▸ DATASET CONTENT:
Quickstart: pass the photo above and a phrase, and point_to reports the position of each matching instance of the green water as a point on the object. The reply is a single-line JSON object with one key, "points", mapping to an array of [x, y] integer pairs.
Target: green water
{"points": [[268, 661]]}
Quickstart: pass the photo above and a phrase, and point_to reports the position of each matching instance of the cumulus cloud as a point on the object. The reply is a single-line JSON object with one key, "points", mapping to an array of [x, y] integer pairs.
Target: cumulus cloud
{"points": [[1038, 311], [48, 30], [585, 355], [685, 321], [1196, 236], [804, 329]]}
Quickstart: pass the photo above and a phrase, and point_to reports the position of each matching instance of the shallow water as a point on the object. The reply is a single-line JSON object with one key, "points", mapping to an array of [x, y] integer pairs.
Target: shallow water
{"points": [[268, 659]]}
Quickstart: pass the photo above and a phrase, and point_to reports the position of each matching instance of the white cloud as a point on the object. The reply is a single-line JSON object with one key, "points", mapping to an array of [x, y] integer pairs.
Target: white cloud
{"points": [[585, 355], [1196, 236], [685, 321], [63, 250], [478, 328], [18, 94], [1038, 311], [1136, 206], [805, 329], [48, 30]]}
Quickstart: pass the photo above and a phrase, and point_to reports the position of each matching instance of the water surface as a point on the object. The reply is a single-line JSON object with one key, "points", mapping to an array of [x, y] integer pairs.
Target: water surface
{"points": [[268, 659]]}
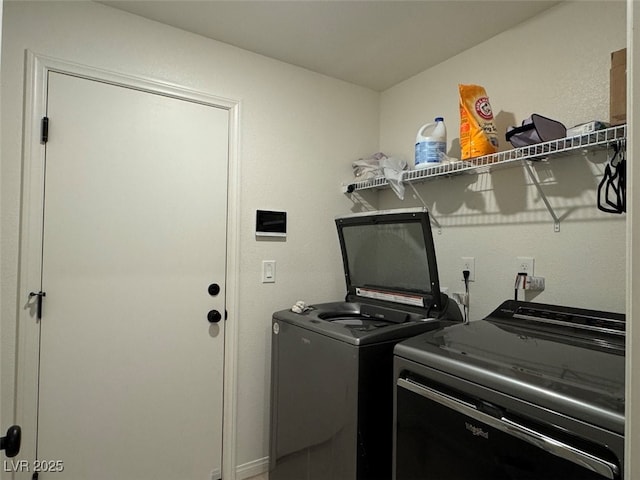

▸ SET EXERCISE:
Pull out each line of the records above that contains the string "cumulus", where case counts.

▸ RESPONSE FOR THIS EXERCISE:
Quickstart: pass the photo above and a phrase, and point_to reports the position of each matching instance of the cumulus cloud as a point on the object. The reply is a single-line JSON object with one key, "points", mapping to an array of [x, y] integer pairs.
Target: cumulus cloud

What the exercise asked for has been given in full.